### Énoncé du problème A
Reproduisez à l'identique les lignes du bloc de données, en commençant à la première d'entre elles et en vous arrêtant après celle qui contient "POLYGON ((119 0, 1". Ne faites figurer aucune image dans votre réponse.

───── Texte à lire ─────

5.- Le 13 février 1997, le Procureur de Latina a adressé au juge
d'instruction genevois une nouvelle demande d'entraide; il indique
que X. a été renvoyé en jugement pour recel, l'audience ayant été
fixée au 23 juin 1997. La remise des objets saisis serait
indispensable afin de prouver leur provenance et leur authenticité.
Cette requête a un objet différent des demandes d'entraide soumises
au présent examen: elle ne tend pas, comme ces dernières, à la
restitution du produit de l'infraction, mais à la remise des objets
litigieux comme moyens de preuve dans le procès pénal italien, au
sens de l'art. 74 al. 1 EIMP. Il appartiendra en premier lieu au juge
d'instruction de statuer sur cette nouvelle requête, en recherchant
notamment si une telle remise est envisageable, ou s'il est
préférable de la reporter, compte tenu de l'avancement de la
procédure pénale pendante en Suisse (art. 74 al. 3 EIMP). En présence
d'objets archéologiques d'une telle importance, tant sur le plan
quantitatif que culturel, le juge d'instruction devra procéder à une
pesée soigneuse des éléments en présence. Dans le respect de
l'obligation générale de célérité (art. 17a [nouveau] EIMP), il devra
tenir compte des nécessités respectives de son enquête (art. 74 al. 3
EIMP et 6 par. 1 in fine CEEJ) et de celle menée en Italie, en
considérant notamment - sur le vu des risques liés au transport des
pièces - la possibilité d'autoriser les enquêteurs étrangers à se
rendre à Genève pour y procéder à leur examen.

───── Entrées affichées ─────

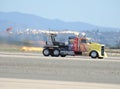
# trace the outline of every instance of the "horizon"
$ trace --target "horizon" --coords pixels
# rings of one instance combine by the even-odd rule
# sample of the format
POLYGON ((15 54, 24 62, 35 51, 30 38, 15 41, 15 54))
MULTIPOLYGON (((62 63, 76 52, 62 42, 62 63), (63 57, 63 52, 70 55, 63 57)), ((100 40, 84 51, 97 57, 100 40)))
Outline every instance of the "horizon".
POLYGON ((119 0, 1 0, 0 12, 20 12, 64 22, 120 28, 119 4, 119 0))

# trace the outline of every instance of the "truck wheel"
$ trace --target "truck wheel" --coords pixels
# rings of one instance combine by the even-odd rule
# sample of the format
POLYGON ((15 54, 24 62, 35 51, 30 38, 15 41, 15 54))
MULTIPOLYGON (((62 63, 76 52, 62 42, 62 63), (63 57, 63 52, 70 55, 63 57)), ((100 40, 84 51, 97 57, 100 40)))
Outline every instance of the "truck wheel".
POLYGON ((96 51, 92 51, 92 52, 90 52, 90 56, 91 56, 91 58, 97 58, 98 53, 96 51))
POLYGON ((53 56, 58 57, 60 55, 59 49, 53 49, 53 56))
POLYGON ((64 54, 60 54, 60 56, 61 56, 61 57, 66 57, 66 55, 64 55, 64 54))
POLYGON ((99 59, 103 59, 103 57, 98 57, 99 59))
POLYGON ((42 53, 43 53, 44 56, 49 56, 50 55, 50 51, 47 48, 45 48, 42 53))

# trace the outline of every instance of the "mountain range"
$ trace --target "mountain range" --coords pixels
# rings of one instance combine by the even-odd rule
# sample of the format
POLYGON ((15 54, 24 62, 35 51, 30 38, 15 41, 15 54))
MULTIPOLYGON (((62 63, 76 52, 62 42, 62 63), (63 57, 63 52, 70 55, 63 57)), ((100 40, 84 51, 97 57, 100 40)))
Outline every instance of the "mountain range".
POLYGON ((13 29, 45 29, 74 31, 120 31, 120 28, 110 28, 92 25, 84 22, 65 22, 58 19, 47 19, 40 16, 20 12, 0 12, 0 30, 8 27, 13 29))

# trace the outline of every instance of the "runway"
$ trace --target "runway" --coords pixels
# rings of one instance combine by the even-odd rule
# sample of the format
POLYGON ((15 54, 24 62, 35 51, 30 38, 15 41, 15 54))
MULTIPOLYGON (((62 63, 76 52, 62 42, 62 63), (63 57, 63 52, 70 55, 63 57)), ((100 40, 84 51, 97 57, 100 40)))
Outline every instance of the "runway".
MULTIPOLYGON (((63 83, 75 82, 93 85, 107 84, 113 86, 115 85, 119 89, 120 58, 108 57, 105 59, 91 59, 90 57, 86 56, 67 56, 62 58, 44 57, 40 53, 0 52, 0 78, 0 86, 3 80, 7 82, 12 81, 11 79, 17 79, 16 81, 19 81, 19 79, 23 79, 25 81, 44 80, 49 82, 61 81, 63 83)), ((3 89, 8 88, 3 87, 3 89)), ((79 87, 76 89, 79 89, 79 87)))

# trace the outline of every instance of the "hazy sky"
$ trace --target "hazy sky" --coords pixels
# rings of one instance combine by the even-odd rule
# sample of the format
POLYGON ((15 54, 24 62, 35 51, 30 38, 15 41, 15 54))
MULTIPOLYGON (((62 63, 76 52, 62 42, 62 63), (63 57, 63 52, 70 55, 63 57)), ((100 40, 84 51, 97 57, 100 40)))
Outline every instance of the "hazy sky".
POLYGON ((0 0, 0 11, 120 28, 120 0, 0 0))

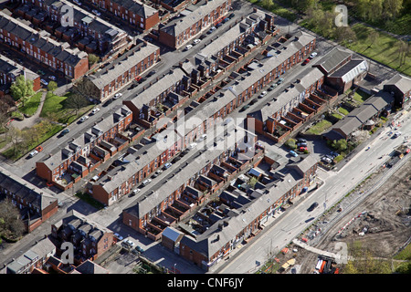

─────

### Énoncé du problème B
D'après le texte à lire, répondez aux questions suivantes :
(i) À quelle date l'audience a-t-elle été fixée ?
(ii) Pour quelle infraction X. a-t-il été renvoyé en jugement ?
(iii) Qui devra statuer en premier lieu sur la nouvelle requête ?

### Réponse exacte A
# trace the outline of every instance of the "horizon"
$ trace --target "horizon" --coords pixels
# rings of one instance combine by the even-odd rule
# sample of the format
POLYGON ((15 54, 24 62, 35 51, 30 38, 15 41, 15 54))
MULTIPOLYGON (((62 63, 76 52, 62 42, 62 63), (63 57, 63 52, 70 55, 63 57)), ((100 40, 84 51, 97 57, 100 40)))
Outline every instance of the "horizon".
POLYGON ((119 0, 1 0, 0 12, 20 12, 64 22, 120 28, 119 4, 119 0))

### Réponse exacte B
(i) Le 23 juin 1997.
(ii) Pour recel.
(iii) Le juge d'instruction.